**To be done:**
Reproduce the records below exactly as they appear.

⁂

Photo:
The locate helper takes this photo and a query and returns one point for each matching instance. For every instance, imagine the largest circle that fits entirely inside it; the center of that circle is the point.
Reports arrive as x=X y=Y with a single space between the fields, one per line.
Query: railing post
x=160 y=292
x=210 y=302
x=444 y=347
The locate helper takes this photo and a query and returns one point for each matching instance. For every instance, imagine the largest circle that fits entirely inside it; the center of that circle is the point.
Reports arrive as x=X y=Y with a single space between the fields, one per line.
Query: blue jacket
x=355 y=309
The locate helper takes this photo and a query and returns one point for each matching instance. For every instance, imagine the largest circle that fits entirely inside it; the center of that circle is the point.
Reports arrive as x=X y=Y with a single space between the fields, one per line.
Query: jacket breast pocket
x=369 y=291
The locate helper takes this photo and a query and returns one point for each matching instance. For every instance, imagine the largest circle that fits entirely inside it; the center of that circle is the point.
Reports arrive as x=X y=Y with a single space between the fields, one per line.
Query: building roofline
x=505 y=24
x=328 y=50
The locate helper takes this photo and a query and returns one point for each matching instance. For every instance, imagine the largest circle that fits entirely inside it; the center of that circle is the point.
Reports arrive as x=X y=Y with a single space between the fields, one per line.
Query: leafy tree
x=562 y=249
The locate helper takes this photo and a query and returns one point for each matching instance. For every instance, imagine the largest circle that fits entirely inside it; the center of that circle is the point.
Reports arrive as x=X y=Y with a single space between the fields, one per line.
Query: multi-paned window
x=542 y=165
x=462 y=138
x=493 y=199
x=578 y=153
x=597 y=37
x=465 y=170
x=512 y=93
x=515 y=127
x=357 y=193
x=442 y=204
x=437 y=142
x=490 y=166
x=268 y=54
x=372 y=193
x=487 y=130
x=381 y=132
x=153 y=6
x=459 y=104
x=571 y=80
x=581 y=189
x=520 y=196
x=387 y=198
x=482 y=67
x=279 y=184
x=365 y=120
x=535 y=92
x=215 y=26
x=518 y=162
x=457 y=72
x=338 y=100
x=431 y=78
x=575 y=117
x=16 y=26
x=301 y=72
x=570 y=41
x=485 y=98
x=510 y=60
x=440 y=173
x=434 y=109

⁂

**Result for this exercise:**
Photo:
The locate helper takes this photo and a query and returns one point for each matching instance. For every instance, imagine the largest circle that fits entirely inside it; the center of that circle is the point.
Reports arrive as x=X y=Y with a single space between the fields, one per line.
Query: railing post
x=160 y=292
x=210 y=302
x=444 y=347
The locate helper takes this photo and a query and returns one point for each matching instance. For every instance, imagine the largest circle that fits entirely inside it; the center of that circle is the point.
Reports arrive as x=X y=Y with a single space between the fields, one per line.
Query: blue jacket
x=355 y=309
The locate helper takes this photo and a query and returns one point for each matching instance. For every instance, imagine the largest circle that fits entirely inside it; the center of that circle is the point.
Reports arrive as x=X y=Y with a single space between the fields, one per line.
Query: jacket breast pocket
x=369 y=291
The locate helper takes this photo and a query and returns one point for each matching instance. For every instance, imagine the largest circle that fits entirely inside it; the center of that circle is the point.
Reports arrive as x=X y=Y with a single space between the fields, one per line.
Query: building roofline
x=505 y=24
x=328 y=50
The locate helper takes this photo and a query and returns one point for each matching instance. For every instance, imagine the largest circle that fits entirely inside it; the center of that circle is the point.
Reports arrive as x=X y=Y with a single space between the fields, one per line.
Query: leafy tree
x=562 y=249
The locate helper takes this photo and a query and returns one point for each matching instance. For every instance, imagine the largest circle that fits entirely inside it; the center of that circle is the point.
Reports arrive as x=X y=Y with a single space between the fields, one per line.
Query: multi-paned window
x=542 y=165
x=462 y=138
x=493 y=199
x=578 y=153
x=597 y=37
x=465 y=170
x=512 y=93
x=515 y=127
x=357 y=193
x=442 y=204
x=437 y=142
x=490 y=166
x=268 y=54
x=372 y=193
x=487 y=130
x=381 y=132
x=153 y=6
x=459 y=104
x=571 y=80
x=581 y=189
x=520 y=196
x=387 y=198
x=482 y=67
x=279 y=184
x=365 y=120
x=535 y=92
x=215 y=26
x=518 y=162
x=457 y=72
x=338 y=100
x=431 y=78
x=575 y=117
x=16 y=26
x=301 y=72
x=570 y=41
x=485 y=98
x=510 y=60
x=440 y=173
x=434 y=109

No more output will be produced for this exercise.